- [Job] Write out the records again from the line containing "Target: white wall of house" through the end of the records, including the requests. Shift every coordinate in the answers by adding 9 to it.

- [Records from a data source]
========================

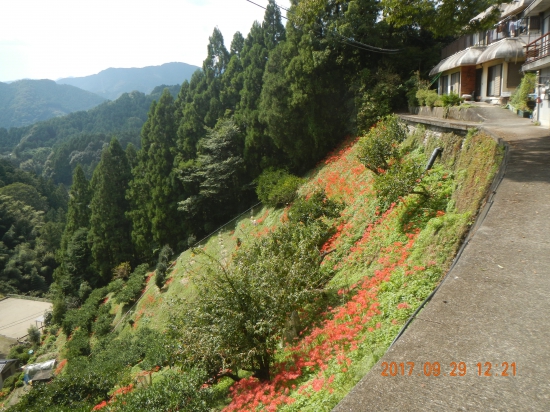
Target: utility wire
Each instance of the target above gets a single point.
(265, 8)
(346, 40)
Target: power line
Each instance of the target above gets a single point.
(346, 40)
(265, 8)
(368, 47)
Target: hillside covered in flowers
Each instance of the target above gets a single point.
(282, 308)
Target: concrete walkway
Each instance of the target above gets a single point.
(494, 306)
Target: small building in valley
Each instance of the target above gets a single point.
(7, 368)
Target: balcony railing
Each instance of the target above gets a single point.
(537, 49)
(510, 28)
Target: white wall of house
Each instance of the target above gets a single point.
(450, 85)
(544, 107)
(504, 91)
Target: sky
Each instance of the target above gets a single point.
(52, 39)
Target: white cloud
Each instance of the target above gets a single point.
(61, 38)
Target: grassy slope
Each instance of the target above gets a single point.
(384, 264)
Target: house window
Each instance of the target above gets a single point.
(455, 82)
(514, 75)
(534, 23)
(444, 85)
(494, 76)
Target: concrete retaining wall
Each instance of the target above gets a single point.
(455, 113)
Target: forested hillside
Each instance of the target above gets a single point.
(25, 102)
(55, 147)
(284, 307)
(111, 83)
(32, 218)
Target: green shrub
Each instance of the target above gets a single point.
(399, 180)
(102, 325)
(427, 97)
(316, 206)
(115, 285)
(79, 344)
(85, 315)
(175, 392)
(380, 147)
(451, 99)
(277, 187)
(162, 265)
(520, 97)
(132, 290)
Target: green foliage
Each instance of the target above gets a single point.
(317, 206)
(102, 325)
(84, 316)
(239, 313)
(26, 194)
(428, 97)
(179, 391)
(399, 180)
(78, 344)
(377, 97)
(9, 383)
(277, 187)
(78, 214)
(162, 265)
(109, 228)
(379, 149)
(451, 99)
(443, 18)
(216, 182)
(520, 97)
(132, 290)
(27, 101)
(87, 380)
(154, 190)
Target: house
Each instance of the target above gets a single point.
(39, 372)
(487, 65)
(537, 58)
(7, 368)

========================

- [Result of this exercise]
Target: white wall of house
Each instance of the target above gets a single point.
(459, 94)
(553, 116)
(513, 100)
Target: sky
Each instance of the target above gets a single point.
(61, 48)
Target: white cloud
Each instance of the target above gets a single point.
(70, 47)
Target: grassy slope
Each instance of the target above gets a single point.
(393, 273)
Target: house window
Each instance of the target above gets a single point.
(464, 91)
(523, 84)
(543, 32)
(453, 94)
(503, 85)
Target: concrete retaining wall
Each instance of the target above gets a single point.
(464, 122)
Target: forested hillside
Each instance of the target above gets a single point.
(34, 111)
(64, 156)
(293, 316)
(120, 92)
(41, 227)
Target: green shrub
Each instance of the target above gets a single point.
(408, 189)
(111, 334)
(436, 106)
(325, 215)
(124, 294)
(88, 353)
(94, 324)
(184, 401)
(389, 156)
(460, 108)
(286, 196)
(171, 274)
(529, 106)
(141, 299)
Target: green foliage
Each instance of the target above gets a single point.
(326, 215)
(111, 334)
(93, 325)
(248, 322)
(35, 203)
(437, 106)
(188, 400)
(408, 189)
(87, 353)
(386, 106)
(18, 392)
(286, 196)
(87, 223)
(171, 274)
(118, 237)
(388, 158)
(460, 108)
(452, 27)
(225, 191)
(529, 106)
(141, 299)
(36, 110)
(96, 389)
(163, 199)
Target: house
Each instance of the target above gets a single point.
(48, 381)
(496, 74)
(546, 67)
(16, 377)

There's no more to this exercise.